1

I have the following select, which, on a large database, is slow:

SELECT eventid 
FROM track_event 
WHERE inboundid IN (SELECT messageid FROM temp_message);

The temp_message table is small (100 rows) and only one column (messageid varchar), with a btree index on the column.

The track_event table has 19 columns and nearly 13 million rows. The columns used in this query (eventid bigint and inboundid varchar) both have btree indexes.

I can't copy/paste the explain plan from the big database, but here's the plan from a smaller database (only 348 rows in track_event) with the same schema:

 explain analyse SELECT eventid FROM track_event WHERE inboundid IN (SELECT messageid FROM temp_message);
                                                           QUERY PLAN                                                               
----------------------------------------------------------------------------------------------------------------------------------------
 Nested Loop Semi Join  (cost=0.00..60.78 rows=348 width=8) (actual time=0.033..3.186 rows=348 loops=1)
->  Seq Scan on track_event  (cost=0.00..8.48 rows=348 width=25) (actual time=0.012..0.860 rows=348 loops=1)
->  Index Scan using temp_message_idx on temp_message  (cost=0.00..0.48 rows=7 width=32) (actual time=0.005..0.005 rows=1 loops=348)
      Index Cond: ((temp_message.messageid)::text = (track_event.inboundid)::text)
Total runtime: 3.349 ms
(5 rows)

On the large database, this query takes about 450 seconds. Can anyone see any obvious speed-ups? I notice there's a Seq Scan on track_event in the explain plan - I think I'd like to lose that, but cannot work out which index I could use instead.

EDITS

Postgres 9.0

The track_event table is part of a very large complicated schema which I can't make significant changes to. Here's the information, including a new index I just added :

            Table "public.track_event"
########
- **What you will do**
1: Repeat the part of the Postgres query post that begins at the words "The temp_message table" and stops after "have btree indexes.".
2: In the Postgres query post, how long does the query take on the large database?
3: Pick up the Postgres query post from where it stops and continue it.

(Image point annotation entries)
########
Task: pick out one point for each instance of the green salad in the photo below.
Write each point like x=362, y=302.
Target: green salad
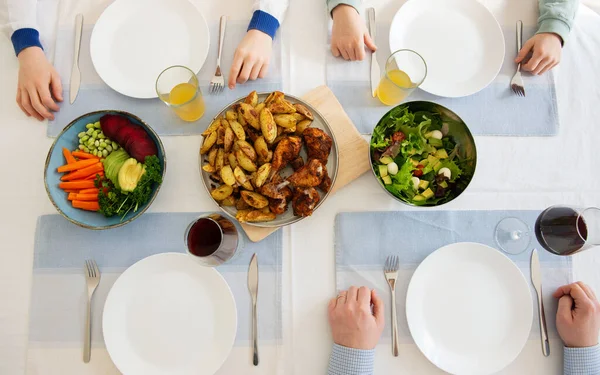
x=416, y=160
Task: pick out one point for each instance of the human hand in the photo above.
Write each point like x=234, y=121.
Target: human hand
x=39, y=84
x=578, y=315
x=251, y=58
x=545, y=49
x=349, y=34
x=352, y=323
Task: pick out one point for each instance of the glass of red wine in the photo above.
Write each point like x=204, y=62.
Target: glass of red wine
x=564, y=230
x=212, y=239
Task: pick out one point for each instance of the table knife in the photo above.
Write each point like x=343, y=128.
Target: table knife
x=536, y=279
x=253, y=289
x=375, y=72
x=75, y=73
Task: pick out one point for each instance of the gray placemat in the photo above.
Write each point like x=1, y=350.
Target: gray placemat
########
- **Results of the tasks**
1:
The temp_message table is small (100 rows) and only one column (messageid varchar), with a btree index on the column.

The track_event table has 19 columns and nearly 13 million rows. The columns used in this query (eventid bigint and inboundid varchar) both have btree indexes.

2: About 450 seconds.

3:
       Column       |           Type           | Modifiers 
--------------------+--------------------------+-----------
 eventid            | bigint                   | not null
 messageid          | character varying        | not null
 inboundid          | character varying        | not null
 newid              | character varying        | 
 parenteventid      | bigint                   | 
 pmmuser            | bigint                   | 
 eventdate          | timestamp with time zone | not null
 routeid            | integer                  | 
 eventtypeid        | integer                  | not null
 adminid            | integer                  | 
 hostid             | integer                  | 
 reason             | character varying        | 
 expiry             | integer                  | 
 encryptionendpoint | character varying        | 
 encryptionerror    | character varying        | 
 encryptiontype     | character varying        | 
 tlsused            | integer                  | 
 tlsrequested       | integer                  | 
 encryptionportal   | integer                  | 
Indexes:
    "track_event_pk" PRIMARY KEY, btree (eventid)
    "foo" btree (inboundid, eventid)
    "px_event_inboundid" btree (inboundid)
    "track_event_idx" btree (messageid, eventtypeid)
Foreign-key constraints:
    "track_event_parent_fk" FOREIGN KEY (parenteventid) REFERENCES track_event(eventid)
    "track_event_pmi_route_fk" FOREIGN KEY (routeid) REFERENCES pmi_route(routeid)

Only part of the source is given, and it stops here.